* _What to work on_
Please reproduce every record, keeping each one exactly as written.
-- Start of Input for this task --
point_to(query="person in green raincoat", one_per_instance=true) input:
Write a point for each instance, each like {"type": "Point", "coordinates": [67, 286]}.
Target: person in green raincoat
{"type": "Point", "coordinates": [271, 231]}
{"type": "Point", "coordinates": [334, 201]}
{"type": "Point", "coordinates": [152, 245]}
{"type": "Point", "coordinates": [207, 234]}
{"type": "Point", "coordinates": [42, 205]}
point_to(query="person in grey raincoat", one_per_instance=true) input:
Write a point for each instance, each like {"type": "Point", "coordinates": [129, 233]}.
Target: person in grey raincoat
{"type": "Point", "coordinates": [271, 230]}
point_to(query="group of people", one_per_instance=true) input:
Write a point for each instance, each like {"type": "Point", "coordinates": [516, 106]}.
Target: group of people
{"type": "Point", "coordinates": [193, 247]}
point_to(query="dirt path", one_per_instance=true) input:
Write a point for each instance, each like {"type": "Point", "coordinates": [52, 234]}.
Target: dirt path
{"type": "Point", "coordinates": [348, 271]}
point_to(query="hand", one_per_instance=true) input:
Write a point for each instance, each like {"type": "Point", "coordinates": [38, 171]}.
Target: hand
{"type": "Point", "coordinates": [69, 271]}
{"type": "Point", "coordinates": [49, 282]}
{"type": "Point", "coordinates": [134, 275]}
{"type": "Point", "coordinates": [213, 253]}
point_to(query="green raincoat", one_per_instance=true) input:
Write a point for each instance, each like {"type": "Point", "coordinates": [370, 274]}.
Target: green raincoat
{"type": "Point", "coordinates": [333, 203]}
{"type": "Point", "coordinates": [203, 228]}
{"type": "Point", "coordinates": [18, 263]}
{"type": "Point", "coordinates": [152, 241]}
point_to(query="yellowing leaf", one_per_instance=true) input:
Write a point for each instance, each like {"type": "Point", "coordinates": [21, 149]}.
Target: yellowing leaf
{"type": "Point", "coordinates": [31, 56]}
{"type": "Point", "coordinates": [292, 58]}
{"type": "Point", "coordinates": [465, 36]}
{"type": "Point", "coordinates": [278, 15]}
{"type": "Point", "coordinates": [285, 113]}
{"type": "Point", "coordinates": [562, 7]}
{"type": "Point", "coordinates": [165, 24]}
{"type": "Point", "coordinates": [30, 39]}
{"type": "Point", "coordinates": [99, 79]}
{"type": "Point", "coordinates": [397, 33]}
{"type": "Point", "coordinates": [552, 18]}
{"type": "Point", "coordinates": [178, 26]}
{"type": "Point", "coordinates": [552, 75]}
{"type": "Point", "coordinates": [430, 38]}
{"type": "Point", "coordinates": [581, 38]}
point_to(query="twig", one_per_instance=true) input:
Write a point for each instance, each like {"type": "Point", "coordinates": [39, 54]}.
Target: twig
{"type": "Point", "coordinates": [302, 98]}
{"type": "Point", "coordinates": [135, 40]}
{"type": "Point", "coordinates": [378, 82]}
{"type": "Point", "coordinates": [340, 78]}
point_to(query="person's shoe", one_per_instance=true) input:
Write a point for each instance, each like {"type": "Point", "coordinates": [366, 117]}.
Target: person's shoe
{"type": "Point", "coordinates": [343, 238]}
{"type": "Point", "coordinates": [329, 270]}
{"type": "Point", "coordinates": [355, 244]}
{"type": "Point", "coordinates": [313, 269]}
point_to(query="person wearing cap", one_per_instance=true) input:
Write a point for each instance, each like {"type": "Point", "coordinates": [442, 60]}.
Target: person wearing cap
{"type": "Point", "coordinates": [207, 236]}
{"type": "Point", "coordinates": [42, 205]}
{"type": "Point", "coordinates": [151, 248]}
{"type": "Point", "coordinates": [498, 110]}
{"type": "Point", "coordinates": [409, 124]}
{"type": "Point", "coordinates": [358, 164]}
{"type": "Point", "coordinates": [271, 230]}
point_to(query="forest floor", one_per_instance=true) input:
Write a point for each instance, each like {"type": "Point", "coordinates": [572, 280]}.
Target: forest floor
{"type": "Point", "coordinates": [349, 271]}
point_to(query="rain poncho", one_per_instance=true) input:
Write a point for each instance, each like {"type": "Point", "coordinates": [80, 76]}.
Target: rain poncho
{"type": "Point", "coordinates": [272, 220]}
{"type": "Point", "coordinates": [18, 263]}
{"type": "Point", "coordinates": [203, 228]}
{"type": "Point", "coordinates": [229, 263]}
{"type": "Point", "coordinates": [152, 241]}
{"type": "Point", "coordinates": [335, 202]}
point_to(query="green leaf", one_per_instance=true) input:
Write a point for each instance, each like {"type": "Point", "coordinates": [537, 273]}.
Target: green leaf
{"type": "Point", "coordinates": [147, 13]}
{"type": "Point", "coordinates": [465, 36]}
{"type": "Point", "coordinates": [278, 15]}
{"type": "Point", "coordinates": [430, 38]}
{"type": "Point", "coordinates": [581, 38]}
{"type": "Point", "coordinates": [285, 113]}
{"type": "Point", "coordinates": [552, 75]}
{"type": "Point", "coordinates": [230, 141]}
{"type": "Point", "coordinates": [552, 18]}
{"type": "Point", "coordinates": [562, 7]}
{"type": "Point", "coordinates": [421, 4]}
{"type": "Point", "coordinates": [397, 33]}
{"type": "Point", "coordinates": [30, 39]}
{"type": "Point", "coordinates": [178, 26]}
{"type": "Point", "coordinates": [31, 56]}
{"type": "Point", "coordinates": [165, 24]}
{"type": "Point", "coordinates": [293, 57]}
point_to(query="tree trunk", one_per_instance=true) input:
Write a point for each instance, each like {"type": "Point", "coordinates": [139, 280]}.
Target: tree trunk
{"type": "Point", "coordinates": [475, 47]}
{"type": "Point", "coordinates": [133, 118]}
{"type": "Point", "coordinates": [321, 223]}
-- End of Input for this task --
* _Answer to the problem_
point_to(query="person in green raincoat", one_per_instance=true) input:
Write a point for each instance, each like {"type": "Point", "coordinates": [67, 286]}.
Target: person in green raincoat
{"type": "Point", "coordinates": [271, 231]}
{"type": "Point", "coordinates": [334, 201]}
{"type": "Point", "coordinates": [152, 245]}
{"type": "Point", "coordinates": [207, 234]}
{"type": "Point", "coordinates": [42, 205]}
point_to(query="person in grey raincoat", one_per_instance=true) input:
Write a point for each instance, each like {"type": "Point", "coordinates": [129, 233]}.
Target: person in grey raincoat
{"type": "Point", "coordinates": [271, 230]}
point_to(query="group of people", one_per_instance=true) input:
Write a point for each instance, each like {"type": "Point", "coordinates": [516, 106]}.
Target: group of people
{"type": "Point", "coordinates": [193, 247]}
point_to(query="dirt path", one_per_instance=true) input:
Write a point for each instance, each like {"type": "Point", "coordinates": [52, 234]}.
Target: dirt path
{"type": "Point", "coordinates": [348, 271]}
point_to(query="hand", one_per_instance=true) input:
Write a point for each instance, each like {"type": "Point", "coordinates": [38, 171]}.
Target: hand
{"type": "Point", "coordinates": [69, 271]}
{"type": "Point", "coordinates": [49, 282]}
{"type": "Point", "coordinates": [134, 275]}
{"type": "Point", "coordinates": [213, 253]}
point_to(query="green raincoat", one_per_instance=true) input:
Write a point for each instance, each like {"type": "Point", "coordinates": [370, 274]}.
Target: green raincoat
{"type": "Point", "coordinates": [333, 203]}
{"type": "Point", "coordinates": [203, 228]}
{"type": "Point", "coordinates": [18, 263]}
{"type": "Point", "coordinates": [152, 241]}
point_to(query="yellowing leaf", one_per_instance=true) input:
Write a point for each instance, each like {"type": "Point", "coordinates": [21, 149]}.
Target: yellowing leaf
{"type": "Point", "coordinates": [31, 56]}
{"type": "Point", "coordinates": [292, 58]}
{"type": "Point", "coordinates": [465, 36]}
{"type": "Point", "coordinates": [278, 15]}
{"type": "Point", "coordinates": [285, 113]}
{"type": "Point", "coordinates": [562, 7]}
{"type": "Point", "coordinates": [165, 24]}
{"type": "Point", "coordinates": [30, 39]}
{"type": "Point", "coordinates": [99, 79]}
{"type": "Point", "coordinates": [397, 33]}
{"type": "Point", "coordinates": [552, 18]}
{"type": "Point", "coordinates": [178, 26]}
{"type": "Point", "coordinates": [552, 75]}
{"type": "Point", "coordinates": [430, 38]}
{"type": "Point", "coordinates": [581, 38]}
point_to(query="twig", one_per_instance=true) input:
Write a point for each instance, each like {"type": "Point", "coordinates": [39, 54]}.
Target: twig
{"type": "Point", "coordinates": [302, 98]}
{"type": "Point", "coordinates": [135, 40]}
{"type": "Point", "coordinates": [378, 82]}
{"type": "Point", "coordinates": [340, 78]}
point_to(query="person's shoe", one_per_instance=true) input:
Write a point for each instance, each like {"type": "Point", "coordinates": [366, 117]}.
Target: person's shoe
{"type": "Point", "coordinates": [343, 238]}
{"type": "Point", "coordinates": [329, 270]}
{"type": "Point", "coordinates": [355, 244]}
{"type": "Point", "coordinates": [313, 269]}
point_to(query="person wearing cap", one_per_instance=true) input:
Write a point for each instance, each like {"type": "Point", "coordinates": [442, 60]}.
Target: person wearing cap
{"type": "Point", "coordinates": [207, 236]}
{"type": "Point", "coordinates": [42, 205]}
{"type": "Point", "coordinates": [151, 248]}
{"type": "Point", "coordinates": [498, 110]}
{"type": "Point", "coordinates": [409, 124]}
{"type": "Point", "coordinates": [358, 164]}
{"type": "Point", "coordinates": [271, 230]}
point_to(query="forest floor", one_per_instance=true) input:
Write a point for each instance, each like {"type": "Point", "coordinates": [572, 280]}.
Target: forest floor
{"type": "Point", "coordinates": [349, 271]}
point_to(query="rain poncho", one_per_instance=true) input:
Write a point for each instance, each like {"type": "Point", "coordinates": [80, 76]}.
Target: rain poncho
{"type": "Point", "coordinates": [272, 220]}
{"type": "Point", "coordinates": [18, 263]}
{"type": "Point", "coordinates": [203, 228]}
{"type": "Point", "coordinates": [229, 263]}
{"type": "Point", "coordinates": [152, 241]}
{"type": "Point", "coordinates": [335, 202]}
point_to(query="green leaf", one_per_instance=true) input:
Write a point for each instance, each like {"type": "Point", "coordinates": [537, 273]}.
Target: green leaf
{"type": "Point", "coordinates": [147, 13]}
{"type": "Point", "coordinates": [465, 36]}
{"type": "Point", "coordinates": [278, 15]}
{"type": "Point", "coordinates": [430, 38]}
{"type": "Point", "coordinates": [581, 38]}
{"type": "Point", "coordinates": [285, 113]}
{"type": "Point", "coordinates": [552, 75]}
{"type": "Point", "coordinates": [230, 141]}
{"type": "Point", "coordinates": [552, 18]}
{"type": "Point", "coordinates": [562, 7]}
{"type": "Point", "coordinates": [421, 4]}
{"type": "Point", "coordinates": [397, 33]}
{"type": "Point", "coordinates": [30, 39]}
{"type": "Point", "coordinates": [178, 26]}
{"type": "Point", "coordinates": [31, 56]}
{"type": "Point", "coordinates": [165, 24]}
{"type": "Point", "coordinates": [293, 57]}
point_to(query="tree trunk", one_per_instance=true) input:
Write a point for each instance, each like {"type": "Point", "coordinates": [139, 280]}.
Target: tree trunk
{"type": "Point", "coordinates": [475, 47]}
{"type": "Point", "coordinates": [133, 118]}
{"type": "Point", "coordinates": [321, 223]}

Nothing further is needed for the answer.